DOCUMENT PASSAGE
The Alberta offsets scheme allows for five years of credit for early action for offset activities that commenced from 2002. This is because the Government of Alberta released its first climate change strategy in 2002, five years before passing legislation in 2007 to enable emission reduction obligations and the offset trading program. In the CDM, evidence of ‘prior consideration’ of offset credits must be demonstrated for certain projects commencing before August 2008, to show that continuing and real actions were taken to secure CDM approval in parallel with project implementation. The CFI allowed for transition of projects from existing schemes, such as waste generation projects from the GGAS, and the California offsets scheme allows for crediting of projects established under earlier voluntary programs.

4.2.6 Positive list/deemed additionality


A number of schemes directly specify types of activities that are eligible for crediting. This can be implemented in a number of ways. For instance, the New South Wales ESS allows automatic crediting for replacing residential lighting and whitegoods with more efficient equipment at specified default rates, without the need for explicit additionality tests, whereas the CFI provides a positive list of eligible activities. Normally an assessment is undertaken of whether an activity is additional before it is put on a positive list. The scheme regulator can use additionality tests such as regulatory, financial and common practice for all activities of a certain type, removing the need for project proponents to carry out the additionality assessment on a project-by-project basis.

4.3 Insights for the ERF— additionality


The ERF Green Paper retains additionality as a key principle, stating that ‘emissions reduction methods will be developed to calculate genuine and additional emissions reductions from new actions that are not mandatory and have not been paid for under any other program’. Overall, however, the ERF Green Paper signals a shift away from the stringent multi-stage approach taken by the CFI towards a simpler approach that minimises costs and encourages participation at scale. The ERF Green Paper proposes eliminating the positive list, and developing simple methodologies that would credit emissions reductions relative to past practice.

The additionality test(s) chosen will have significant implications for the cost of the ERF, the level of participation and scale of emissions reductions achieved, and the financial and environmental integrity of the ERF.

DATASET EXCERPTS

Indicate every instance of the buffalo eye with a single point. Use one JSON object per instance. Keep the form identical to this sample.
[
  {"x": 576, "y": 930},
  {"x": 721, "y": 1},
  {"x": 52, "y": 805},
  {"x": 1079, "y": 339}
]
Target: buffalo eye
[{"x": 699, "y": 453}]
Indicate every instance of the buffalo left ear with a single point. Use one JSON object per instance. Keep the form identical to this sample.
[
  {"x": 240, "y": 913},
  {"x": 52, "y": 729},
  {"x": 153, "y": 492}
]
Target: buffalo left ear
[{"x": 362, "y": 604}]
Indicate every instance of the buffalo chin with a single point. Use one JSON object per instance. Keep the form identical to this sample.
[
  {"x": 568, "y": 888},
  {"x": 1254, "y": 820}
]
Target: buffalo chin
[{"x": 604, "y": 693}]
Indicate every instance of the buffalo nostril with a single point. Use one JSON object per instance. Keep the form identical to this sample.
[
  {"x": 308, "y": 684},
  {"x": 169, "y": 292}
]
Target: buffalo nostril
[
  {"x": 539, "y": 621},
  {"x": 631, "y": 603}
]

SHORT TASK 1
Render this sentence from the passage on offset schemes and additionality into Spanish: "A number of schemes directly specify types of activities that are eligible for crediting."
SHORT TASK 2
Continue the passage on additionality in emissions offset schemes, picking up after its final sentence.

OUTPUT 1
Varios regímenes especifican directamente los tipos de actividades que pueden recibir créditos.

OUTPUT 2
4.3.1 Assessing additionality is central to most baseline and credit schemes


Some kind of additionality test is essential to most crediting schemes. Even in cases where schemes do not provide for separate additionality tests, additionality is generally assessed as part of the development of baseline methodologies or implicitly carried out by the scheme regulator when developing lists of eligible activities or technologies. Additionality testing is important for the ERF because it will have a finite fund for purchasing credits; buying non-additional emissions reductions will reduce the reductions achieved per dollar spent, potentially crowd out genuinely additional reductions and make it harder to achieve Australia’s target. Regular review will also be required to ensure that practices or technologies are still additional.

4.3.2 Assessing additionality involves balances and trade-offs


There are potential trade-offs between the level of detail and rigour required for additionality testing and costs for scheme participants and administrators (which is in turn borne by taxpayers).

More rigorous and detailed tests, such as project-level financial additionality and barrier analysis, are likely to increase the environmental and economic integrity of the scheme by providing greater certainty that abatement purchased is additional to business-as-usual. This can, however, reduce the scale of emissions reductions, as the higher compliance costs may discourage project providers taking up opportunities. In some cases, this could be seen as a trade-off between environmental integrity and environmental effectiveness—a choice between, for example, five tonnes of emissions reductions with absolute confidence of additionality (high environmental integrity, lower environmental effectiveness) or 100 tonnes of emissions reductions including five tonnes of non-additional emissions reductions (higher environmental effectiveness, lower environmental integrity).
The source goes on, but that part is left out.